ACTIONS TO TAKE ▸
1/ Locate every line in the records that contains the string "trees", and copy each of those lines. Case counts.
2/ Proceed with the summary of the federated optimization paper, picking up right after its last sentence.

PASSAGE TO READ ▸

———

Non-Convex Federated Optimization under Cost-Aware Client Selection¶

Conference: ICLR 2026
OpenReview: https://openreview.net/forum?id=FnaDv6SMd9
Code: To be confirmed
Area: optimization / federated-learning
Keywords: Federated Optimization, Client Selection, Communication Complexity, Variance Reduction, SAGA, Non-convex Optimization

TL;DR¶

This paper proposes a cost-aware framework for federated optimization that explicitly models different communication costs associated with various client selection strategies. By combining the Inexact Composite Gradient Method (I-CGM) with a new RG-SAGA gradient estimator, the authors achieve optimal communication and local computation complexities for non-convex optimization within this model.

Background & Motivation¶

Background: Communication remains a primary bottleneck in federated learning. Different algorithms employ vastly different client selection strategies: some sample a small subset per round (e.g., SAG/SAGA), others require periodic full synchronization with all clients for full gradients (e.g., SARAH variants), and some hybridize both. SARAH-based methods leverage the "dissimilarity" \(\delta\) between local and global objectives (often small in statistical/semi-supervised scenarios) to achieve significant theoretical gains in communication rounds.

Limitations of Prior Work: Existing metrics for comparing optimization methods, such as the number of communication rounds, do not distinguish between these selection strategies. In practice, costs differ significantly: random sampling is inexpensive, whereas mandatory full synchronization is costly or even infeasible in cross-device scenarios with unreliable or intermittent client connectivity. Consequently, whether SARAH-based methods are truly more communication-efficient than SAGA-based ones remains an open question: SARAH's complexity depends on a small \(\delta\) but requires full synchronization, while SAGA-based methods avoid full synchronization but depend on potentially much larger individual smoothness constants \(L_{\max}\).

Key Challenge: The goal is to simultaneously achieve a communication complexity depending only on the small \(\delta\) and avoid periodic full synchronization—the former being an advantage of SARAH and the latter an advantage of SAGA, which were previously mutually exclusive.

———

MATERIAL PROVIDED ▸
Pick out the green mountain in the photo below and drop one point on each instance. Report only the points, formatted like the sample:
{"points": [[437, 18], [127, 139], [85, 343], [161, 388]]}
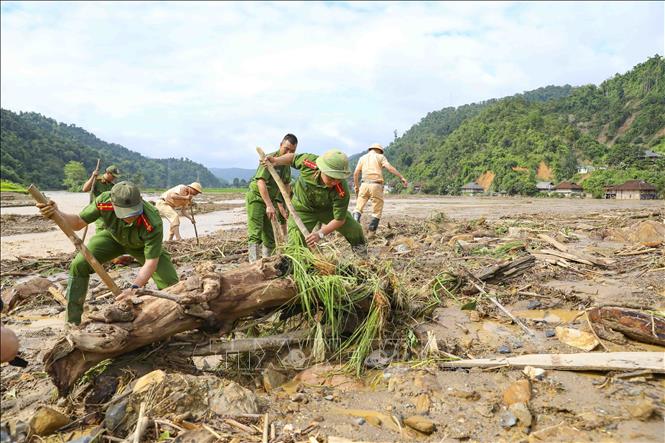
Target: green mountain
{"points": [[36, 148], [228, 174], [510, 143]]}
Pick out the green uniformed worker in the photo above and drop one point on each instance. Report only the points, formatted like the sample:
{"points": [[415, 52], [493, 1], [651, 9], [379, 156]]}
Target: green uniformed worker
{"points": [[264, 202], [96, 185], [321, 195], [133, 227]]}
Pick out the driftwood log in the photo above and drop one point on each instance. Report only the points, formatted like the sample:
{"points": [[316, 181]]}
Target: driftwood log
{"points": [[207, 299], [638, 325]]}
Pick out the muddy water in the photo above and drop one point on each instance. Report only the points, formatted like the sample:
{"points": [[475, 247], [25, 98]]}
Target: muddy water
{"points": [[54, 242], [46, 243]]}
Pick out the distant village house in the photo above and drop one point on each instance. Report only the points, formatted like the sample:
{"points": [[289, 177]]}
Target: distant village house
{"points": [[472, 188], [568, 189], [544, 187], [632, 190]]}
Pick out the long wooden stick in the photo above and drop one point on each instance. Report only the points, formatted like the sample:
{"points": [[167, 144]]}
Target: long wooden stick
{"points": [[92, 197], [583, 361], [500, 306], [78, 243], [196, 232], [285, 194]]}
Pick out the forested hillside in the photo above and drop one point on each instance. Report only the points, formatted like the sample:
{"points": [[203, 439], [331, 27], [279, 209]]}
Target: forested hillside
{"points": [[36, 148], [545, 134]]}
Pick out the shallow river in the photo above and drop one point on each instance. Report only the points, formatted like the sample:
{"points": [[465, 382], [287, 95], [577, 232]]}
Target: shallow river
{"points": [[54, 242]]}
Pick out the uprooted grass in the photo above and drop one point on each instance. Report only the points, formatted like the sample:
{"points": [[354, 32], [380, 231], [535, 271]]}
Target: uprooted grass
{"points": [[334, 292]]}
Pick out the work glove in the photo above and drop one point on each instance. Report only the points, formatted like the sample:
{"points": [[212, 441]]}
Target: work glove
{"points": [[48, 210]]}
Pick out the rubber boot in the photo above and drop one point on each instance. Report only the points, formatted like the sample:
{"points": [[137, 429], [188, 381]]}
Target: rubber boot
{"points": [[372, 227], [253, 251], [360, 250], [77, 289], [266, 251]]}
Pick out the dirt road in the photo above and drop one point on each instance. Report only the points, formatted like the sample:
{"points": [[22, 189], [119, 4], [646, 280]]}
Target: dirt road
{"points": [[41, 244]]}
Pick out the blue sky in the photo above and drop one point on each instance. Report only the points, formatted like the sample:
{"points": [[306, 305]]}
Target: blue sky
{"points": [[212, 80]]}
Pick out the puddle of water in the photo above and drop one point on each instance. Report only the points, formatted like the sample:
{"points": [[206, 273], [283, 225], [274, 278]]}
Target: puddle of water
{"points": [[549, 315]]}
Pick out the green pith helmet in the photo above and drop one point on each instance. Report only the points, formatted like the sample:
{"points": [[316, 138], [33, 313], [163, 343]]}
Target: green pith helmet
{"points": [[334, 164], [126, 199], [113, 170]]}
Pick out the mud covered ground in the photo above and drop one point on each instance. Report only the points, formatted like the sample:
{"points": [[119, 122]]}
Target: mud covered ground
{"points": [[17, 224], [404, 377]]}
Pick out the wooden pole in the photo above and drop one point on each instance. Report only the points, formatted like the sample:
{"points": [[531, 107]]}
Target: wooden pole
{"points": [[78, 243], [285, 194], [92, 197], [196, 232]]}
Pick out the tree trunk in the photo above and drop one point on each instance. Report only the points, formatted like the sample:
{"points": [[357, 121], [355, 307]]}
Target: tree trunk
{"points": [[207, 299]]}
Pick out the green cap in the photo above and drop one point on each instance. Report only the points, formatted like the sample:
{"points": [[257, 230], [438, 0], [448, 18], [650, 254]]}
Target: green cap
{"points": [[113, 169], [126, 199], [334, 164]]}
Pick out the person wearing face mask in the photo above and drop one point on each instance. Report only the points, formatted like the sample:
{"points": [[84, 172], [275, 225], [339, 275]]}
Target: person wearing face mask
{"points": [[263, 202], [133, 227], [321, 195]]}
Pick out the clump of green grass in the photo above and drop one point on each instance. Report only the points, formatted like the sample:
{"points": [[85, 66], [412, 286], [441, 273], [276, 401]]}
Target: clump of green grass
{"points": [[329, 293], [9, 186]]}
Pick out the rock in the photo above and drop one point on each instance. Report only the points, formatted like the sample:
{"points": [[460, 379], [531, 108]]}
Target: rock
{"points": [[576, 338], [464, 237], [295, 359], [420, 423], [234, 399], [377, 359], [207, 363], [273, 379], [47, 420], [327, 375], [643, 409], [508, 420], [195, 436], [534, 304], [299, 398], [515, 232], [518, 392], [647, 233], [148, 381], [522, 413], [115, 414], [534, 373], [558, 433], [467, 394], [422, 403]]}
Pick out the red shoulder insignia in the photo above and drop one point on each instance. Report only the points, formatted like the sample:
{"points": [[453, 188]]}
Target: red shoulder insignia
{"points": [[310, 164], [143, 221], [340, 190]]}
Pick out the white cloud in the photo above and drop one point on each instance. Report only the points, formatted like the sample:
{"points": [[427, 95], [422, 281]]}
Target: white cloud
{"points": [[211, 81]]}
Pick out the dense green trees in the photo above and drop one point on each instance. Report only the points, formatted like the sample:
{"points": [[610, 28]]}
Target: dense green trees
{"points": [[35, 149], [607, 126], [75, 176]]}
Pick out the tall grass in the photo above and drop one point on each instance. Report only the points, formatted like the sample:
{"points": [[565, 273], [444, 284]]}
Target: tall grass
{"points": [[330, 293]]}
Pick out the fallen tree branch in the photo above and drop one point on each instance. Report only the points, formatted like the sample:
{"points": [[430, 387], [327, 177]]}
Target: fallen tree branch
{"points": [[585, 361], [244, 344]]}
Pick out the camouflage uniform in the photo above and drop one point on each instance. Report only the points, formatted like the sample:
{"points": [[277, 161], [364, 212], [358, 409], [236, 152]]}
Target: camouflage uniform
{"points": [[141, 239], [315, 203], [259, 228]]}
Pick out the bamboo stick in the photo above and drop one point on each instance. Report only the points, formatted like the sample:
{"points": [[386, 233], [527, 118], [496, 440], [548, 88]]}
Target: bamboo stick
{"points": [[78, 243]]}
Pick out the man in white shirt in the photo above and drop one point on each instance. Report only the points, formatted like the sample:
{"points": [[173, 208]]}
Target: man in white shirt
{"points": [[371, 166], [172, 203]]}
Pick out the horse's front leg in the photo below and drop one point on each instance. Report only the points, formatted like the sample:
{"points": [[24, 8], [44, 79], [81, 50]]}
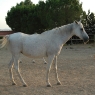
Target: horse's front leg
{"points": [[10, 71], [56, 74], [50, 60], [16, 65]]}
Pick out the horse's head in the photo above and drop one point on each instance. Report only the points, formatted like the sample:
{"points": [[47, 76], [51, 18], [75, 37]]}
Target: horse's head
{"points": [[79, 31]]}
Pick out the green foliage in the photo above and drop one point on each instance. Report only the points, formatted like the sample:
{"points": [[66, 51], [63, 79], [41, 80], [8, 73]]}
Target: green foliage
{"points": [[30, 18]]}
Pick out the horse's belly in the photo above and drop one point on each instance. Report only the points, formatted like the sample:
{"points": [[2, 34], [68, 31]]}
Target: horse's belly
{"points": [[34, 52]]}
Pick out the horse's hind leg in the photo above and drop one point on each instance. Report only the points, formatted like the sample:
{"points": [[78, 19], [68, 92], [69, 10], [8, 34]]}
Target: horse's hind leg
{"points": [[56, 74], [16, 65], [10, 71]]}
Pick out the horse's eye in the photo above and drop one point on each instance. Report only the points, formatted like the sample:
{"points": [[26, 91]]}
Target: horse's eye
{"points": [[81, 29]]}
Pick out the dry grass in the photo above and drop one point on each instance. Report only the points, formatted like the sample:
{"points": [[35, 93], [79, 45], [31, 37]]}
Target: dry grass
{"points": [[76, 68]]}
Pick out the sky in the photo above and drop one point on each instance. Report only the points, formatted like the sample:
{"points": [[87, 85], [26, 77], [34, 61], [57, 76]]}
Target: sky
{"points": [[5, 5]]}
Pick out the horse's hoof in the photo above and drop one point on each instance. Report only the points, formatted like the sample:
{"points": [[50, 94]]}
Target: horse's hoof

———

THE REPLIES ▸
1/
Pick out the dense green trees in the photo above and drop one point on each instance. Report only the points, formatted like the sample:
Target: dense green trees

2/
Goal: Establish a unified model that assigns different costs to different client selection strategies and design a first-order method that is optimal in both communication and local computation within this model.

Core Idea: [Cost-Aware Modeling] Client selection is decomposed into three strategies with different costs: Arbitrary (A-CSS), Random (R-CSS), and Delegated (D-CSS), charged as \(C_A \ge C_R \ge 1\) respectively. [Algorithmic Construction] Building on the Inexact Composite Gradient Method framework, the authors utilize a SAGA variance bound depending only on \(\delta\) combined with Recursive Gradient (RG) techniques to further reduce the estimation error by a factor of \(n_m\). This avoids full synchronization while benefiting from objective similarity.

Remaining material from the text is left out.